**本文抜粋:**
====

富永延長劇的決勝レイアップ! 3×3男子日本代表歴史的五輪初勝利

歓喜の勝利をつかんだ決勝レイアップに向かう富永。よくぞ決めてくれた!(写真/fiba.basketball)

 

<男子日本代表第2戦>
激闘、劇的! 歴史的五輪初勝利

 

 初戦と同じスターターで臨んだ日本代表は、この試合でも序盤に相手にペースを奪われた。高さのある相手にレイアップやプットバックなど、ゴール下で簡単に得点を奪われるシーンが続き、開始から約3分過ぎた時点で2-9と劣勢に立たされてしまった。保岡、ブラウンの連続ゴールで4-9と追い上げるが、残り5分16秒には相手にピックプレーからフリーの状態でダンクを決められ再び4-11と点差が7に開く。

 

 残り3分46秒、ニック・セリスのフローターが決まった時点でもスコアは5-12の7点差。体力的に両チームとも厳しい時間帯になってくる中で、勝利が遠のくかと思われた。しかし日本代表はここから底力を発揮する。保岡、ブラウンが再び連続得点で7-12。1本返された後、保岡のフリースローははずれたが、オフェンスリバウンドを拾った落合からのパスを受けた保岡が、今度は2Pショットを決め9-13。

 

 ベルギー代表のディフェンスはこのあたりから、見るからに動きが鈍くなる。日本代表は逆に動きを止めなかった。ベルギーの高さの前にブラウンのダンクがブロックされたシーンもあったが、果敢なアタックを次々と繰り出したことで、ベルギーの体力を奪うことができていたのだろう。

 

 もう1本決められた後、ブラウンのフリースロー、富永のプットバック、落合のフリースロー2本で13-14の1点差。残り時間1分57秒に12秒のショットクロックぎりぎりでラファエル・ボハールトにディープツーを決められ13-16とされたが、足が止まったベルギー代表のディフェンスを相手に富永、保岡がドライブから得点し、ついには残り23.6秒、富永のドライビング・レイアップで16-16の同点に追いつくことができた。

 

 残り10.7秒には、あきらめずに向かってくるセリスのドライブを富永が執拗に追いかけ、厳しい体勢にさせたところで放たれたショットをブラウンがブロック。試合はこのまま延長になだれ込んだ。

 

 ベルギー代表は、最終局面のブラウンのブロックに対しチャレンジを適用した。ジャッジ自体を覆す意図ももちろんあっただろうが、オフィシャルが映像をチェックする間に体を休めるという効果もねらったものではないかと思う。明らかに消耗した様子のベルギー代表に、延長を戦い切る体力も自信もなかったのではないだろうか。

 

 延長戦は、レギュレーションの10分間以上に死闘と呼べる内容だった。ベルギー代表はすでにファウルを8つ犯しており、ファウルは一つ一つが日本代表のフリースローになる状況でもあった。

====

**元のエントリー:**
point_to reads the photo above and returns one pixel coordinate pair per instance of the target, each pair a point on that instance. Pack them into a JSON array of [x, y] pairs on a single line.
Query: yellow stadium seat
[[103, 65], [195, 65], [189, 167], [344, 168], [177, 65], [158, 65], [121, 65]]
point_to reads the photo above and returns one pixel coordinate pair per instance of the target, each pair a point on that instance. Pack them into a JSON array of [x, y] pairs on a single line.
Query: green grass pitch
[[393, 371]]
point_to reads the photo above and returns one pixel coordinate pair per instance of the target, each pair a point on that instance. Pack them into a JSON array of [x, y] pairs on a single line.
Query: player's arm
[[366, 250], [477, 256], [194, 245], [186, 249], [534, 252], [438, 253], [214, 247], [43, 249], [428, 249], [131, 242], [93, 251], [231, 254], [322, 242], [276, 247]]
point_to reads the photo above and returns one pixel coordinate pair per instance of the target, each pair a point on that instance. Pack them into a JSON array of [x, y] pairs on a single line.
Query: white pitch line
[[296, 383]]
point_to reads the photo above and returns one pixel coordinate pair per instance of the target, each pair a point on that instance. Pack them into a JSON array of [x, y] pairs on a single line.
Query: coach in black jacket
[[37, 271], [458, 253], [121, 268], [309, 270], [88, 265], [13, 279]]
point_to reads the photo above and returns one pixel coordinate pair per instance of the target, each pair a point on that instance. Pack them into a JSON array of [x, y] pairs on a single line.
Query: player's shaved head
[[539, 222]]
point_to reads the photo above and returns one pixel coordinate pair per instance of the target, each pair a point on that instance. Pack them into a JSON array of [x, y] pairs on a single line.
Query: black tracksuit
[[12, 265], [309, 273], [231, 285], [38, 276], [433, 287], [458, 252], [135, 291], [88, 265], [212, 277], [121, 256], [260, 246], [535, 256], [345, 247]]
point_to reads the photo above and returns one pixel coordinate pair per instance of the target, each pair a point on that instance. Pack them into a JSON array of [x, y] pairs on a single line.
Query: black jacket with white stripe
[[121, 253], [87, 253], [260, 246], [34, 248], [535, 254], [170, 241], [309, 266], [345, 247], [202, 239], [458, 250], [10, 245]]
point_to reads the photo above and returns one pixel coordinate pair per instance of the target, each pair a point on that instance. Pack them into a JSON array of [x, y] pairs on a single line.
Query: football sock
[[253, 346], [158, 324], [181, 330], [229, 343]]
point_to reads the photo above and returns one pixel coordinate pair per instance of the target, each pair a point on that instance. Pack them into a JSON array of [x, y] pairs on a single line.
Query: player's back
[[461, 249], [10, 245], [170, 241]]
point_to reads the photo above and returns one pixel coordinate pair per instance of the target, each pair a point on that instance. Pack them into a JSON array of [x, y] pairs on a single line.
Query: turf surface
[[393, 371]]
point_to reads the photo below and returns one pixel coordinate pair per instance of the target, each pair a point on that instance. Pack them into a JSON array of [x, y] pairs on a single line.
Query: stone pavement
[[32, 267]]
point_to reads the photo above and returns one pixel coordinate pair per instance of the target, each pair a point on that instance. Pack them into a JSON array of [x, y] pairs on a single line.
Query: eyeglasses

====

**課題:**
試合記事の「初戦と同じスターターで臨んだ」から「2Pショットを決め9-13。」までの部分を、一字も変えずに書き写してください。 エントリーは試合記事とは別個の資料です。

**解答:**
初戦と同じスターターで臨んだ日本代表は、この試合でも序盤に相手にペースを奪われた。高さのある相手にレイアップやプットバックなど、ゴール下で簡単に得点を奪われるシーンが続き、開始から約3分過ぎた時点で2-9と劣勢に立たされてしまった。保岡、ブラウンの連続ゴールで4-9と追い上げるが、残り5分16秒には相手にピックプレーからフリーの状態でダンクを決められ再び4-11と点差が7に開く。

 

 残り3分46秒、ニック・セリスのフローターが決まった時点でもスコアは5-12の7点差。体力的に両チームとも厳しい時間帯になってくる中で、勝利が遠のくかと思われた。しかし日本代表はここから底力を発揮する。保岡、ブラウンが再び連続得点で7-12。1本返された後、保岡のフリースローははずれたが、オフェンスリバウンドを拾った落合からのパスを受けた保岡が、今度は2Pショットを決め9-13。